Labeled-object pointing entries
⁂

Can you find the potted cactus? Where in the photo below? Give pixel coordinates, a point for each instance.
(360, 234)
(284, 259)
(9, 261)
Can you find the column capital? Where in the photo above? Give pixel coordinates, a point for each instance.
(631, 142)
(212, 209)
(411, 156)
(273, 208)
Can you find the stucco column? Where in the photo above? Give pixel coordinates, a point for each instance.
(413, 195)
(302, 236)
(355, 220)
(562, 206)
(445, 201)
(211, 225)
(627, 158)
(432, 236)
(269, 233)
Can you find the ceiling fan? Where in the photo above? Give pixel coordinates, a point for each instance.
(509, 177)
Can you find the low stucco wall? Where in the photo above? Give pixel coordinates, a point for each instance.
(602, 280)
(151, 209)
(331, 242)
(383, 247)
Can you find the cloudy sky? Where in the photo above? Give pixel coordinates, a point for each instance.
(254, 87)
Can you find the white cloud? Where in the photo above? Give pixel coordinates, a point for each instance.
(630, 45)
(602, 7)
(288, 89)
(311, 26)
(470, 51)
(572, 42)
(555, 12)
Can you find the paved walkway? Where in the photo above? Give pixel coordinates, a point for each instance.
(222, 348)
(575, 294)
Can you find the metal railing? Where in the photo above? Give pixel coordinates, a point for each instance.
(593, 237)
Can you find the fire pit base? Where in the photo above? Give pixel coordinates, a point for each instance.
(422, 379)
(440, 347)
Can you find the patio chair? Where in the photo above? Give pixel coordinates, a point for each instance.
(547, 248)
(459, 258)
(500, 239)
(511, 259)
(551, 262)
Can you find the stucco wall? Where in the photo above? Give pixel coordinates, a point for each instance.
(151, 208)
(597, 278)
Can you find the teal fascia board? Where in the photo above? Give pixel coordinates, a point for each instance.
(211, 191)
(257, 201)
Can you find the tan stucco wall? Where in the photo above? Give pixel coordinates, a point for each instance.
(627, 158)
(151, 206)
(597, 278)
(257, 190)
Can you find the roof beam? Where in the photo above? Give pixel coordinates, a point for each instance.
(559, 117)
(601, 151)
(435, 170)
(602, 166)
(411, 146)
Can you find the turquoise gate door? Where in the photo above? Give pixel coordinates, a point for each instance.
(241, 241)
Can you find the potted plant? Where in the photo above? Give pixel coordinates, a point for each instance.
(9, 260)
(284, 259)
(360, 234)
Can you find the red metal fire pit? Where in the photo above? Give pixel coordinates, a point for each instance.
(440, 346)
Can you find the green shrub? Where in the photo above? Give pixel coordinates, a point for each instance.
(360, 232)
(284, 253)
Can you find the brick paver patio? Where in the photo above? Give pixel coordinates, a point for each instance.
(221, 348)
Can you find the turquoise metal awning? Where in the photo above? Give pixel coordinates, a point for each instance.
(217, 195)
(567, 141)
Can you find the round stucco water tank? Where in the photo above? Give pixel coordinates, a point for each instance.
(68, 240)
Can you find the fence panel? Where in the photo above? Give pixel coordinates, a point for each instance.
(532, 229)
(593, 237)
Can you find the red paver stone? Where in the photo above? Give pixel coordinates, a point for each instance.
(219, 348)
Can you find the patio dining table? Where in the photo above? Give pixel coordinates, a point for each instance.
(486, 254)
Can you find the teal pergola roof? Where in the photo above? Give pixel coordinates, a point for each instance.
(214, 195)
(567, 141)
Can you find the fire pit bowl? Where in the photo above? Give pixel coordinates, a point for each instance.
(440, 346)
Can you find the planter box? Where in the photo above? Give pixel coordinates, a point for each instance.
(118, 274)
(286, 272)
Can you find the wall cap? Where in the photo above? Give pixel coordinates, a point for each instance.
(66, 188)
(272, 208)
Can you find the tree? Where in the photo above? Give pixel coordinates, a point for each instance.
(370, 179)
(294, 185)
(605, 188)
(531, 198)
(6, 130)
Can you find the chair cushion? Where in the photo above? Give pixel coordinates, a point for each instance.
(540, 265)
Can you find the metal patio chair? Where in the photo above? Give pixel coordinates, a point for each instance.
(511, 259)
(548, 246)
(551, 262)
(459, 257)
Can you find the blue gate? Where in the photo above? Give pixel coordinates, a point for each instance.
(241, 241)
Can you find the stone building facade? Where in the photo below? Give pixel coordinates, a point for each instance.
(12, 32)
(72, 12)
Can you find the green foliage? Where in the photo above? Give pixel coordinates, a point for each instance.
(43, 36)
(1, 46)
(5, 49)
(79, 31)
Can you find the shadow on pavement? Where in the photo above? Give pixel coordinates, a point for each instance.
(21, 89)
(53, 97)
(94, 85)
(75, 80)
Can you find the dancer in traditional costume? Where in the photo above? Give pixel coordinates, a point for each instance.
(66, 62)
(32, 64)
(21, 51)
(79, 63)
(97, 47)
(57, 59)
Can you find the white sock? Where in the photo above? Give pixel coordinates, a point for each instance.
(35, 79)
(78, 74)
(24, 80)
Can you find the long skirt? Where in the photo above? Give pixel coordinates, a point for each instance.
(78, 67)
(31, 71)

⁂

AIM OF THE TASK: Reproduce the material in full, with no word added or dropped.

SOLUTION BELOW:
Can you find the potted cactus? Where in the photo below? Give pixel coordinates, a point for each instance.
(360, 234)
(284, 259)
(9, 261)
Can you find the column capital? Where in the photo above? Give pixel coordinates, a point for each instance.
(631, 142)
(212, 209)
(411, 156)
(273, 208)
Can you find the stucco column? Where in the photo above? Give pixel coordinates, a point for each instance.
(413, 195)
(302, 236)
(355, 220)
(562, 206)
(445, 201)
(211, 225)
(627, 158)
(432, 236)
(269, 233)
Can you find the ceiling fan? Where in the photo above? Give pixel coordinates, a point for each instance.
(509, 177)
Can you find the low stucco wall? Where in the photo above? Give pixel coordinates, a point for each instance.
(602, 280)
(151, 209)
(331, 242)
(383, 247)
Can you find the cloudy sky? Where in the photo above? Give pixel coordinates, a point for each instance.
(254, 87)
Can you find the white cloud? Where in the photo above? Give pixel coordinates, a point for each instance.
(630, 45)
(602, 7)
(288, 89)
(311, 26)
(470, 51)
(572, 42)
(555, 12)
Can you find the paved walkway? Where in the photo above? Give pixel coordinates, a point for each instance.
(222, 348)
(575, 294)
Can you find the metal railing? Where in the photo above? Give pixel coordinates, a point for each instance.
(593, 237)
Can you find the fire pit base? Where in the photo above? Give pixel coordinates, a point for each instance.
(422, 379)
(440, 347)
Can you find the patio chair? Where in the photo above? Give pixel coordinates, a point for each instance.
(547, 248)
(459, 258)
(500, 239)
(511, 259)
(551, 262)
Can you find the stucco wall? Where in the photo above? Give pixel coordinates, a point for each instance.
(151, 208)
(597, 278)
Can you find the teal fascia board? Where in the photo above? Give pixel coordinates, a point for each instance.
(211, 191)
(257, 201)
Can you find the tan stucco wall? Where in the photo above? Give pixel coordinates, a point for each instance.
(627, 158)
(151, 206)
(597, 278)
(257, 190)
Can you find the roof beam? Where in the photo above? Give pixel coordinates, a point for each instance.
(559, 117)
(601, 151)
(435, 170)
(602, 166)
(411, 146)
Can you find the turquoise gate door? Where in the photo above? Give pixel coordinates, a point for each instance.
(241, 241)
Can you find the potted plant? Where in the photo above? Give pixel coordinates, a point for each instance.
(9, 260)
(284, 259)
(360, 234)
Can you find the red metal fire pit? Where in the photo above? Give pixel coordinates, a point for each instance.
(440, 346)
Can you find the green shrub? Where in the photo above? Give pixel coordinates, a point for each instance.
(360, 232)
(284, 253)
Can you find the brick paver patio? Where in the photo above? Give pixel coordinates, a point for each instance.
(221, 348)
Can you find the turquoise metal awning? Where in the photo above? Give pixel coordinates, a point for each instance.
(217, 195)
(567, 141)
Can you find the round stucco water tank? Where in the photo above? Give pixel coordinates, a point for each instance.
(68, 240)
Can you find the fence panel? Where in the photo above? Give pixel coordinates, a point for each instance.
(532, 229)
(593, 237)
Can you find the red paver stone? Where in the photo above? Give pixel coordinates, a point for each instance.
(219, 348)
Can you find the patio dining table? Where in the photo above? Give pixel coordinates, a point for each instance.
(486, 254)
Can you find the teal pergola roof? Where in the photo above? Give pixel coordinates, a point for each instance.
(214, 195)
(567, 141)
Can you find the fire pit bowl? Where in the photo above? Give pixel coordinates, a point for each instance.
(440, 346)
Can you find the planter box? Where in the photo above? Give pixel coordinates, a point for each instance.
(118, 274)
(286, 272)
Can you find the wall cap? Where in the photo above? Give pixel coordinates, a point for each instance.
(66, 188)
(272, 208)
Can you find the tree? Where in the photo above? Give pixel coordinates, a point for each instance.
(370, 179)
(294, 185)
(605, 188)
(531, 198)
(6, 130)
Can you find the chair cushion? Where in the photo above? Give pixel coordinates, a point for each instance.
(540, 265)
Can you find the metal patio chair? Where in the photo above? Give pixel coordinates, a point for each instance.
(511, 259)
(548, 246)
(551, 262)
(459, 257)
Can you find the blue gate? Where in the photo above? Give pixel coordinates, a point for each instance.
(241, 241)
Can you find the stone building facade? Where in the photo below? Give pixel coordinates, a point for each instance.
(12, 32)
(72, 12)
Can you find the green foliage? Where in the photo above? Give pixel coordinates, a point for each instance.
(43, 36)
(1, 46)
(5, 49)
(79, 31)
Can you find the shadow on pavement? Where in the photo above? Give pixel coordinates, a point for each instance.
(21, 89)
(53, 97)
(94, 85)
(75, 80)
Can you find the dancer in traditional costume? Where in the photo above? Give pixel coordinates, a point for each instance.
(66, 62)
(32, 64)
(21, 51)
(79, 63)
(97, 47)
(57, 59)
Can you find the white sock? Where in the photo above? Give pixel coordinates, a point for each instance.
(35, 79)
(78, 74)
(24, 80)
Can you find the long skirt? Where in the photo above? Give pixel coordinates, a point for each instance.
(78, 67)
(31, 71)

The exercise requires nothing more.